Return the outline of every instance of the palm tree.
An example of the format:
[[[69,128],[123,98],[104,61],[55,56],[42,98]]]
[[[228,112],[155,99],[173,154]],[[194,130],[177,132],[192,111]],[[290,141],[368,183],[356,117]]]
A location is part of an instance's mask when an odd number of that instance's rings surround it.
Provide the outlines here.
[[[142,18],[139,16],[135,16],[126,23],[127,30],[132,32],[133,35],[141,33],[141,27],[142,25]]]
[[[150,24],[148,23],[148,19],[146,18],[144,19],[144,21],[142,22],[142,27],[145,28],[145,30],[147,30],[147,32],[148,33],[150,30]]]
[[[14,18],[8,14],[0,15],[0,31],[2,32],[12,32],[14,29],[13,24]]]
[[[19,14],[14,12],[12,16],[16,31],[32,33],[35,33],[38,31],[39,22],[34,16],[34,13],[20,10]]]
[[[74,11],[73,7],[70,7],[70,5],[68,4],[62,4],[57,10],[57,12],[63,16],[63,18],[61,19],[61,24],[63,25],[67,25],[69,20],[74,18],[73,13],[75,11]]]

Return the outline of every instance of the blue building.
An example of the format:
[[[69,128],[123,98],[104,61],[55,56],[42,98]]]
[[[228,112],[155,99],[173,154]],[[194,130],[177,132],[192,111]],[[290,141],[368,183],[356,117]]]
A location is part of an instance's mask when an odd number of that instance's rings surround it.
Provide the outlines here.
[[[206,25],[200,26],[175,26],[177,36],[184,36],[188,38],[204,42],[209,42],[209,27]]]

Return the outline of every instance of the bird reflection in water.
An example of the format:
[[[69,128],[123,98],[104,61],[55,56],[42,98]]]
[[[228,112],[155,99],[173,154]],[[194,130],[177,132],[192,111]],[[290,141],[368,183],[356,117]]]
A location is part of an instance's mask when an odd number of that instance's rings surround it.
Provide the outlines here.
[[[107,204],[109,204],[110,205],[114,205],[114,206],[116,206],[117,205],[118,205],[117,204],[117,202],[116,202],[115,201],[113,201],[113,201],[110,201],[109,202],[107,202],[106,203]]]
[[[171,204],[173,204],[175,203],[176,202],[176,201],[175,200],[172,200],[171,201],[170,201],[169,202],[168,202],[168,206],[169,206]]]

_AIM OF THE TASK_:
Find every line in the records above that contains the word "Return" and copy each of those lines.

_REPLY_:
Return the outline of every instance of the palm tree.
Return the outline of every instance of the blue building.
Return the outline of every instance of the bird reflection in water.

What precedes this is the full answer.